Exercises »
• A. In the article on physician coaching, how many hours of sessions with a professional coach did the coached group receive?
• B. In the article on physician coaching, copy the passage from "Dr. Dyrbye and" up to and including "the study’s completion.".
• C. Write the next part of the article on physician coaching, following on from its final sentence.

(Beginning of Reading passage)

Professional Coaching Keeps Doctors in the Game


Physicians who receive professional coaching are less emotionally exhausted and less vulnerable to burnout, according to the results of a pilot study.

“This intervention adds to the growing literature of evidence-based approaches to promote physician well-being and should be considered a complementary strategy to be deployed in combination with other organizational approaches to improve system-level drivers of work-related stressors,” wrote Liselotte N. Dyrbye, MD, of the Mayo Clinic in Rochester, Minn., and coauthors in JAMA Internal Medicine.

Dr. Dyrbye and colleagues conducted a randomized pilot study of 88 Mayo Clinic physicians in the departments of medicine, family medicine, and pediatrics. Half (n = 44) received 3.5 hours of sessions facilitated by a professional coach. The other half (n = 44) served as controls. Participants’ well-being – in regard to burnout, quality of life, resilience, job satisfaction, engagement, and meaning at work – was surveyed at baseline and the study’s completion.

(End of Reading passage)
(Beginning of Data shown)

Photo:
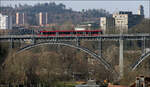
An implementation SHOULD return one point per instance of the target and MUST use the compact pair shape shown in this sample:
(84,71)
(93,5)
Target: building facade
(21,19)
(5,21)
(107,23)
(42,18)
(122,20)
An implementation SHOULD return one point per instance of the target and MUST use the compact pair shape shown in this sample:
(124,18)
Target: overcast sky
(111,6)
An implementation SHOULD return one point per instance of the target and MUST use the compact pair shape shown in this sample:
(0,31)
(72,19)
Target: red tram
(71,33)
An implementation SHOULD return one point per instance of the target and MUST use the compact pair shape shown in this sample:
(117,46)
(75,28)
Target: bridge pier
(143,45)
(77,42)
(11,43)
(121,66)
(100,47)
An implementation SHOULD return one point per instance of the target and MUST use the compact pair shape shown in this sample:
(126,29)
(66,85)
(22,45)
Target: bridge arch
(142,57)
(94,55)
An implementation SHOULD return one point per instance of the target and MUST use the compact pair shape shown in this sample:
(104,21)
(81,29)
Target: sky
(109,5)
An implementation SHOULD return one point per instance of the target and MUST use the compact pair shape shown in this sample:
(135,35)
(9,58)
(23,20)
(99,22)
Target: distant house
(122,20)
(89,25)
(5,21)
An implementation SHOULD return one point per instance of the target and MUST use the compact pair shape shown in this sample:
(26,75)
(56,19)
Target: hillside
(57,13)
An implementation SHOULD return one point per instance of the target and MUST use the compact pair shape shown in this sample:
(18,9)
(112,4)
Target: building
(107,23)
(89,25)
(122,20)
(5,21)
(21,19)
(42,18)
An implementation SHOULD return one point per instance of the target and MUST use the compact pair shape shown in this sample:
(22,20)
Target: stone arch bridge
(59,40)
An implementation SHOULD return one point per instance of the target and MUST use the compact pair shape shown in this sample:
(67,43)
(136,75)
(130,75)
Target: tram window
(74,32)
(79,32)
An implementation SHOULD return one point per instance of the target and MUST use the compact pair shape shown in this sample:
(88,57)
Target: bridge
(64,40)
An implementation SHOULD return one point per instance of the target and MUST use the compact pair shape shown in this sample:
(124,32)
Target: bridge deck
(102,37)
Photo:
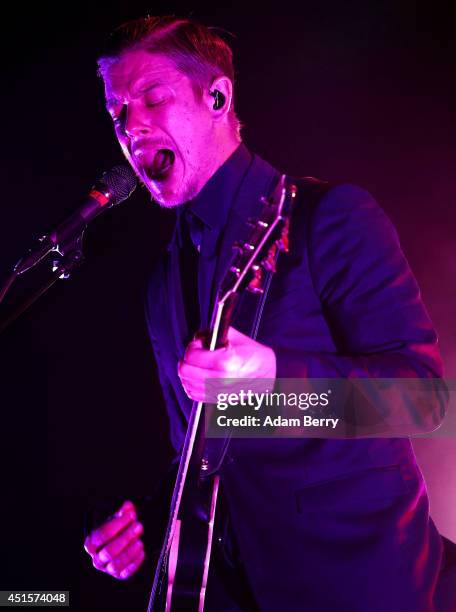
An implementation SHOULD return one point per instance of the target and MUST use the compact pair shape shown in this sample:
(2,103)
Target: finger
(119,543)
(133,566)
(236,337)
(127,506)
(202,357)
(126,557)
(101,536)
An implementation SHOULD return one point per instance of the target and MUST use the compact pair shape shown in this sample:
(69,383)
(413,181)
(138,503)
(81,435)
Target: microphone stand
(71,257)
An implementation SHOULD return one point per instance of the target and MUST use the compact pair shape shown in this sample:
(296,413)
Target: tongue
(163,160)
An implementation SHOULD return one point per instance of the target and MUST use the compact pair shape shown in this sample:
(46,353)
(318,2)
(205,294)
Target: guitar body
(181,577)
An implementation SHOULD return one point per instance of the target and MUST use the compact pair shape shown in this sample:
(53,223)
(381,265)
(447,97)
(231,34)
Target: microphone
(115,186)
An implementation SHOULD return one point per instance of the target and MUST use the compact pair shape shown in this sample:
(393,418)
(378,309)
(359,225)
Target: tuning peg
(256,284)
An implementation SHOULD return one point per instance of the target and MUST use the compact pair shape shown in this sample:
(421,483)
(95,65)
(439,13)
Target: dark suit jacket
(339,525)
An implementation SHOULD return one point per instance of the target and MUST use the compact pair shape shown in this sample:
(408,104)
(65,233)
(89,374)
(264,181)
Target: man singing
(307,524)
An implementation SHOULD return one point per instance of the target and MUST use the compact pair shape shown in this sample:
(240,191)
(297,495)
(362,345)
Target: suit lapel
(258,182)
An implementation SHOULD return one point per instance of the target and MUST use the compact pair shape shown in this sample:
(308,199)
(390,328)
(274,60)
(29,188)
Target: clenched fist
(242,362)
(116,547)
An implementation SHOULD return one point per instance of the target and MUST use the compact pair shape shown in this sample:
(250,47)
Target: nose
(135,122)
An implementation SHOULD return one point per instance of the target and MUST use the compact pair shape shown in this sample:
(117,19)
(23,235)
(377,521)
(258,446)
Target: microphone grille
(121,182)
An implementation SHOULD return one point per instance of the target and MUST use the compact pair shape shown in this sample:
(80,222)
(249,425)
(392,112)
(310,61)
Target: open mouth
(161,165)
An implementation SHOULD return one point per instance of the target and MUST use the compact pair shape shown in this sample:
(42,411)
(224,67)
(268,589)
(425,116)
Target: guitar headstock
(254,258)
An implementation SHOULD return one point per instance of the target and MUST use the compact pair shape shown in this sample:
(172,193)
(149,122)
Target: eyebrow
(146,86)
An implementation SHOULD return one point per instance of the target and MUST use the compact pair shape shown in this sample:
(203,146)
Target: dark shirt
(201,221)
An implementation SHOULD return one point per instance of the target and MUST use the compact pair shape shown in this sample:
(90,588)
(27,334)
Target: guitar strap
(251,305)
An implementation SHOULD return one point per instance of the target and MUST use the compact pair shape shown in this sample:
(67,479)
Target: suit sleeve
(370,300)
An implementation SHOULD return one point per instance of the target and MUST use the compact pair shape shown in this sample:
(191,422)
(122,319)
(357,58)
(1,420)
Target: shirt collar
(212,204)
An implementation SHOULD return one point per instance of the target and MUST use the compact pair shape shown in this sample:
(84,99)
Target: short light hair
(196,50)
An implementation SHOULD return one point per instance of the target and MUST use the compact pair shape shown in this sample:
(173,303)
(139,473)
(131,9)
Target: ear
(219,97)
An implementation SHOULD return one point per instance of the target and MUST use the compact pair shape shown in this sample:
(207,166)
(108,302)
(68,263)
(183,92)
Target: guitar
(183,566)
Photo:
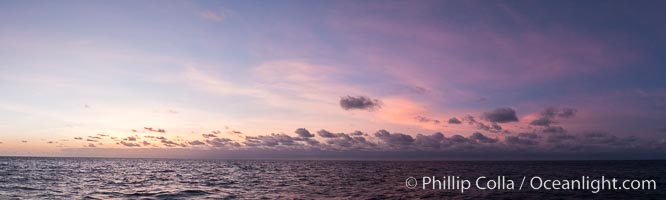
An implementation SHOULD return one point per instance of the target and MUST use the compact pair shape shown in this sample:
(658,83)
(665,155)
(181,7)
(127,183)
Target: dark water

(End of Data shown)

Responses per task »
• A. 3.5 hours

• B.
Dr. Dyrbye and colleagues conducted a randomized pilot study of 88 Mayo Clinic physicians in the departments of medicine, family medicine, and pediatrics. Half (n = 44) received 3.5 hours of sessions facilitated by a professional coach. The other half (n = 44) served as controls. Participants’ well-being – in regard to burnout, quality of life, resilience, job satisfaction, engagement, and meaning at work – was surveyed at baseline and the study’s completion.

• C.
Physicians in the coaching group participated in a 1-hour initial telephone session, designed to establish a relationship between the physician and coach, as well as to assess needs, set goals, identify values, and create an action plan. During follow-up sessions, coaches would check in, help plan and set goals, and suggest strategies/changes to incorporate into daily life. Physicians were permitted to ask for support on any issue, but also were expected to see as many patients as their colleagues outside of the study.

After 6 months, physicians in the coaching group saw a significant decrease in emotional exhaustion by a mean of 5.2 points, compared with an increase of 1.5 points in the control group. At 5 months, absolute rates of high emotional exhaustion decreased by 19.5% in the coaching group and increased by 9.8% in the control group and absolute rates of overall burnout decreased by 17.1% in the coaching group and increased by 4.9% in the control group. Quality of life and resilience scores also improved, though there were no notable differences between groups in measures of job satisfaction, engagement, and meaning at work.

The authors noted their study’s limitations, which included a modest sample size and a volunteer group of participants.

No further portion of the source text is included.